Impact of prior and projected climate change on US Lyme disease incidence

Abstract

Lyme disease is the most common vector-borne disease in temperate zones and a growing public health threat in the United States (US). The life cycles of the tick vectors and spirochete pathogen are highly sensitive to climate, but determining the impact of climate change on Lyme disease burden has been challenging due to the complex ecology of the disease and the presence of multiple, interacting drivers of transmission. Here we incorporated 18 years of annual, county-level Lyme disease case data in a panel data statistical model to investigate prior effects of climate variation on disease incidence while controlling for other putative drivers. We then used these climate-disease relationships to project Lyme disease cases using CMIP5 global climate models and two potential climate scenarios (RCP4.5 and RCP8.5). We find that interannual variation in Lyme disease incidence is associated with climate variation in all US regions encompassing the range of the primary vector species. In all regions, the climate predictors explained less of the variation in Lyme disease incidence than unobserved county-level heterogeneity, but the strongest climate-disease association detected was between warming annual temperatures and increasing incidence in the Northeast. Lyme disease projections indicate that cases in the Northeast will increase significantly by 2050 (23,619 ± 21,607 additional cases), but only under RCP8.5, and with large uncertainty around this projected increase. Significant case changes are not projected for any other region under either climate scenario. The results demonstrate a regionally variable and nuanced relationship between climate change and Lyme disease, indicating possible nonlinear responses of vector ticks and transmission dynamics to projected climate change. Moreover, our results highlight the need for improved preparedness and public health interventions in endemic regions to minimize the impact of further climate change-induced increases in Lyme disease burden.

Descriptions of image regions in natural language:
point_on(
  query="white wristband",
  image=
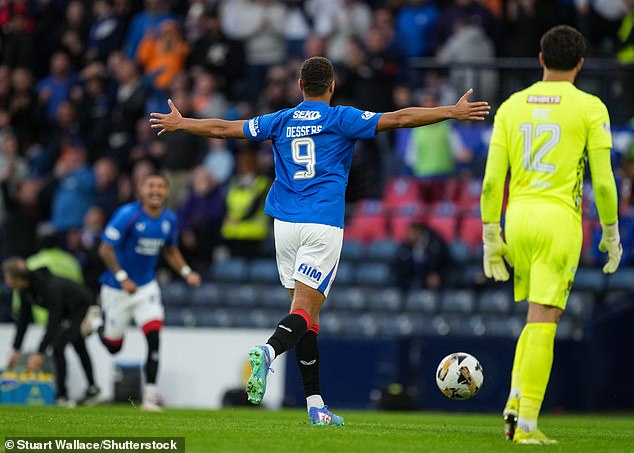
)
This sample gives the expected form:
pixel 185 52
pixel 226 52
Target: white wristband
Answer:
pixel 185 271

==

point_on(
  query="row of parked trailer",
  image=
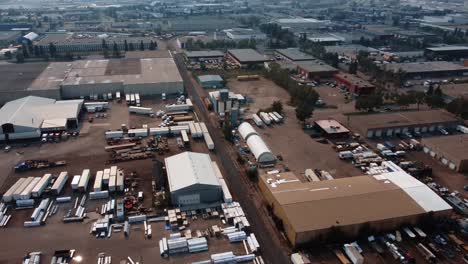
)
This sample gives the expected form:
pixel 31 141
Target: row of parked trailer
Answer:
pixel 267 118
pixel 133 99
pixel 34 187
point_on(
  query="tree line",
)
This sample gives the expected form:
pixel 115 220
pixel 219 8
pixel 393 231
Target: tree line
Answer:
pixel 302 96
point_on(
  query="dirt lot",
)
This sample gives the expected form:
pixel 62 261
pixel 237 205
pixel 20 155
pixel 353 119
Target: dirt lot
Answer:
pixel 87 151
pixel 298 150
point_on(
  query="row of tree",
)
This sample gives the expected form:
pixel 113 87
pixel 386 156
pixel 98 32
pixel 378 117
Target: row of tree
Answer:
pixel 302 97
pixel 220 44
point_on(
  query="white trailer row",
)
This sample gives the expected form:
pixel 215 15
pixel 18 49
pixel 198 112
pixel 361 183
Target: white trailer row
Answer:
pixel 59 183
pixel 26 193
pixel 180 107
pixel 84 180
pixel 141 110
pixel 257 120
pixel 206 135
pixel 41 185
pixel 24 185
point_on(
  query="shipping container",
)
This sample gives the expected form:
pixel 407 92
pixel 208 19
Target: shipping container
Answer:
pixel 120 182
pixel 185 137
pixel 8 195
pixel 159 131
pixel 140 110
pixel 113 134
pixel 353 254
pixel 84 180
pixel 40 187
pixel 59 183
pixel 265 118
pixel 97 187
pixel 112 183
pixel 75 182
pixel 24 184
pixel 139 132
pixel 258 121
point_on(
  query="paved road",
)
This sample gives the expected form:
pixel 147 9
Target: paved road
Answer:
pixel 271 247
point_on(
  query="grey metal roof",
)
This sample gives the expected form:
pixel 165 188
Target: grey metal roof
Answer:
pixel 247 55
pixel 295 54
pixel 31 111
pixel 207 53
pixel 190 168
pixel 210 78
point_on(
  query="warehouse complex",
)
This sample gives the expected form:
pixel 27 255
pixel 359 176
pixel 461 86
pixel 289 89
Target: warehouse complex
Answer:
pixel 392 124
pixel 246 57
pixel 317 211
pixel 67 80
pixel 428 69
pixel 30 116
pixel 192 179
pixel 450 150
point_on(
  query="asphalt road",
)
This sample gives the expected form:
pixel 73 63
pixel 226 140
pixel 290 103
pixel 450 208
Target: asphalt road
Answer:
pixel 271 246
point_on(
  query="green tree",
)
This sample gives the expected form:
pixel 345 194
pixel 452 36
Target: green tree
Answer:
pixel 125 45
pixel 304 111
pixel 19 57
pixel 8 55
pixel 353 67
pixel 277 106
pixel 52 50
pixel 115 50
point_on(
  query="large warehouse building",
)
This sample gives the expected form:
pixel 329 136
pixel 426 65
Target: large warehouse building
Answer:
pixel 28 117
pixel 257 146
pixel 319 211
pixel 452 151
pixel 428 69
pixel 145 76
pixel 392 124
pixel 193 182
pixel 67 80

**COMPLETE THE FOLLOWING**
#1 In the Lyme disease abstract, which two climate scenarios were used to project cases?
#2 Go on with the Lyme disease abstract, picking up after its final sentence.

**TASK-BY-TASK OUTPUTS**
#1 RCP4.5 and RCP8.5.

#2
Keywords: Ixodes pacificus; Ixodes scapularis; Lyme disease; climate change; disease projections; least squares dummy variables.

Figure 1.

a) Regional boundaries designated by US Fish & Wildlife Service. These regions were used to analyze spatial variation in the effects of climate conditions on disease outcomes. Map recreated from: https://www.fws.gov/endangered/regions/index.html.Dashed black lines denote the approximate eastern boundary of Ixodes pacificus and western boundary of Ixodes scapularis based on distribution maps created by the CDC. b) Regional time series of log Lyme disease incidence (the number of cases per 100,000 people in the population) from 2000 – 2017. The Mountain Prairie region is not shown here as it was removed from the analysis due to low vector presence at the start of the analysis period.

Figure 2.

Projected change in Lyme disease cases by region for 2040 – 2050 and 2090 – 2100 under the a) upper (RCP8.5) and b) moderate (RCP4.5) climate change scenarios. Case changes refer to raw case counts rather than incidence and indicate the average change in cases for a particular decade relative to hindcasted values for 2010 – 2020. Bars represent 95% prediction intervals. Regions are defined in Fig. 1.

Figure 3.

Projected change in Lyme disease cases for 2100 shown at the county level under the a) upper (RCP8.5) and b) moderate (RCP4.5) climate change scenarios. Case changes refer to raw case counts rather than incidence and are relative to hindcasted values for 2010 – 2020. All counties within the Mountain Prairie are shown in gray as this region was not included in the analysis. Other counties shown in gray (n = 49) containing missing disease, land cover or climate data.